▶ What is required:
Select each line in the data below that contains the word "green", and copy those lines.

Dataset rows:

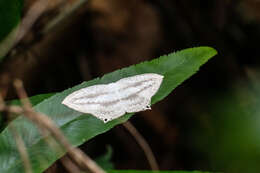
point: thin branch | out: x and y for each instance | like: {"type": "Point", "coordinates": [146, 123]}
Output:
{"type": "Point", "coordinates": [44, 122]}
{"type": "Point", "coordinates": [143, 144]}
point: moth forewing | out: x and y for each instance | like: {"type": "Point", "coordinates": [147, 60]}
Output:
{"type": "Point", "coordinates": [110, 101]}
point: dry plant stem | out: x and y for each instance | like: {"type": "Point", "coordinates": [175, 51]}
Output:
{"type": "Point", "coordinates": [44, 122]}
{"type": "Point", "coordinates": [144, 145]}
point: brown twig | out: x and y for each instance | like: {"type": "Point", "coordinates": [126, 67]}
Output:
{"type": "Point", "coordinates": [143, 144]}
{"type": "Point", "coordinates": [22, 150]}
{"type": "Point", "coordinates": [44, 122]}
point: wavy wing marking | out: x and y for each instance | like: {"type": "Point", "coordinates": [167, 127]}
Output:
{"type": "Point", "coordinates": [110, 101]}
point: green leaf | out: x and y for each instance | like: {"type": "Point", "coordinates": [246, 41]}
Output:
{"type": "Point", "coordinates": [79, 127]}
{"type": "Point", "coordinates": [10, 14]}
{"type": "Point", "coordinates": [137, 171]}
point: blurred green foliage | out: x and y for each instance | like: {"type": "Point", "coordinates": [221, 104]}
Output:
{"type": "Point", "coordinates": [10, 14]}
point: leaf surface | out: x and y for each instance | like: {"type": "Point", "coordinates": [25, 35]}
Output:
{"type": "Point", "coordinates": [79, 127]}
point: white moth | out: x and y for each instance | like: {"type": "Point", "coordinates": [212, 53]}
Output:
{"type": "Point", "coordinates": [110, 101]}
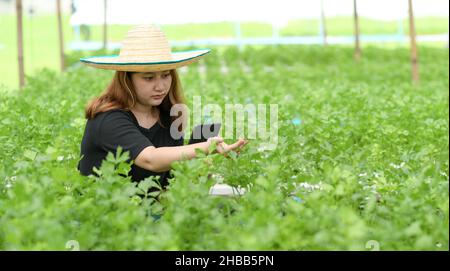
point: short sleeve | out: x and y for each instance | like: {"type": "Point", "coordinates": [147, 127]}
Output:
{"type": "Point", "coordinates": [118, 129]}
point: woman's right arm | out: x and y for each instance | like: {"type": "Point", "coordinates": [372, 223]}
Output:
{"type": "Point", "coordinates": [160, 159]}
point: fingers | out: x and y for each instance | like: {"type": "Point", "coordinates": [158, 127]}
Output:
{"type": "Point", "coordinates": [235, 145]}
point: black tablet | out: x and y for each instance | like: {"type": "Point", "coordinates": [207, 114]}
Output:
{"type": "Point", "coordinates": [202, 132]}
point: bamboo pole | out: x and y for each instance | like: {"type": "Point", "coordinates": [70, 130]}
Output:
{"type": "Point", "coordinates": [323, 23]}
{"type": "Point", "coordinates": [105, 28]}
{"type": "Point", "coordinates": [412, 37]}
{"type": "Point", "coordinates": [60, 35]}
{"type": "Point", "coordinates": [357, 32]}
{"type": "Point", "coordinates": [20, 43]}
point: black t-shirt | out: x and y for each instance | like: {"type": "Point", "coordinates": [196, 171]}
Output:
{"type": "Point", "coordinates": [118, 127]}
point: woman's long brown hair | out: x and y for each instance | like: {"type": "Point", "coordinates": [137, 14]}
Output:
{"type": "Point", "coordinates": [120, 94]}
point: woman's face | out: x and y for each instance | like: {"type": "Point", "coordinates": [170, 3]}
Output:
{"type": "Point", "coordinates": [151, 87]}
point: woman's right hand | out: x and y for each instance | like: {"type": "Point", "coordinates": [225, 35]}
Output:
{"type": "Point", "coordinates": [223, 148]}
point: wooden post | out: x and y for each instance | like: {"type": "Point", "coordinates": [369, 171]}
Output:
{"type": "Point", "coordinates": [357, 32]}
{"type": "Point", "coordinates": [20, 43]}
{"type": "Point", "coordinates": [412, 37]}
{"type": "Point", "coordinates": [323, 23]}
{"type": "Point", "coordinates": [60, 35]}
{"type": "Point", "coordinates": [105, 36]}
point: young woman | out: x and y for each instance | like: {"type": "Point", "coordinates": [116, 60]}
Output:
{"type": "Point", "coordinates": [134, 110]}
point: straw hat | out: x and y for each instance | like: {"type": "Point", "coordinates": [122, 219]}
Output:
{"type": "Point", "coordinates": [145, 49]}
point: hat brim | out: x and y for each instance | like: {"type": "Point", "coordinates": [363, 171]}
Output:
{"type": "Point", "coordinates": [113, 62]}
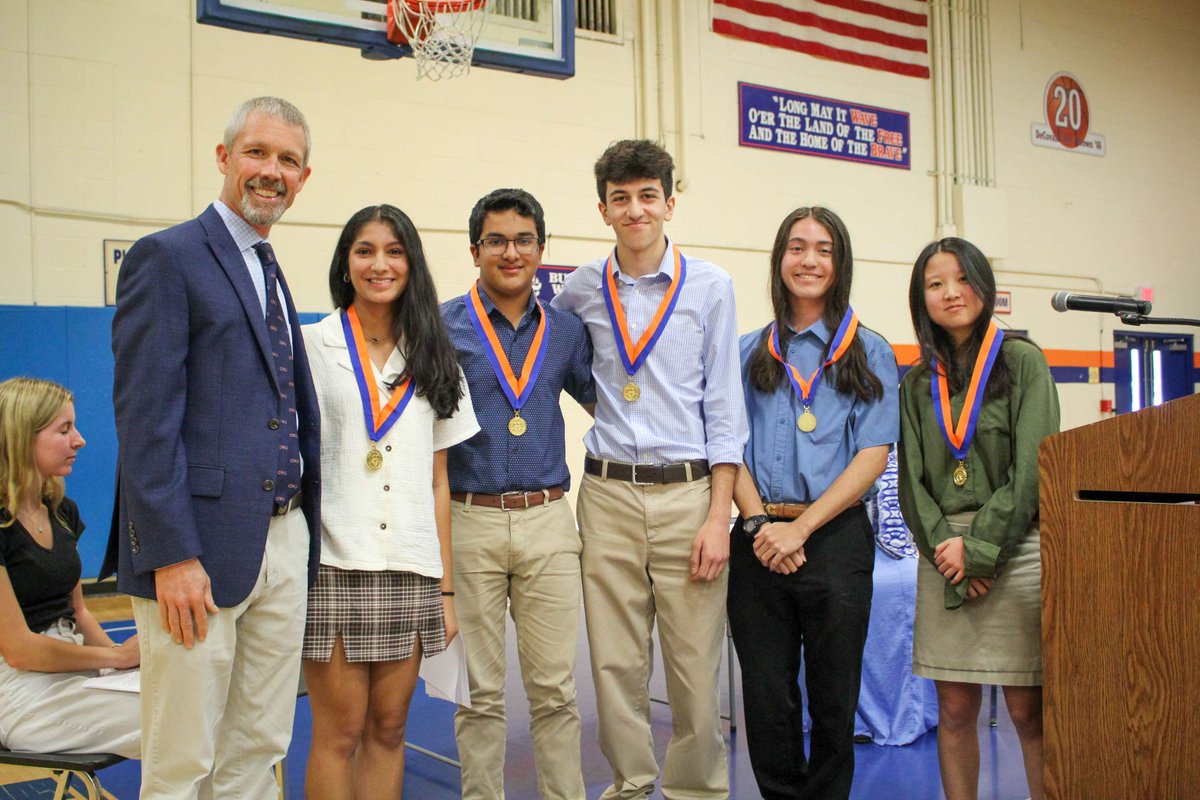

▶ Solution for this problem:
point: green leaf | out: x and y for each instance | like: {"type": "Point", "coordinates": [246, 41]}
point: blurred green foliage | out: x and y for each instance | like: {"type": "Point", "coordinates": [221, 104]}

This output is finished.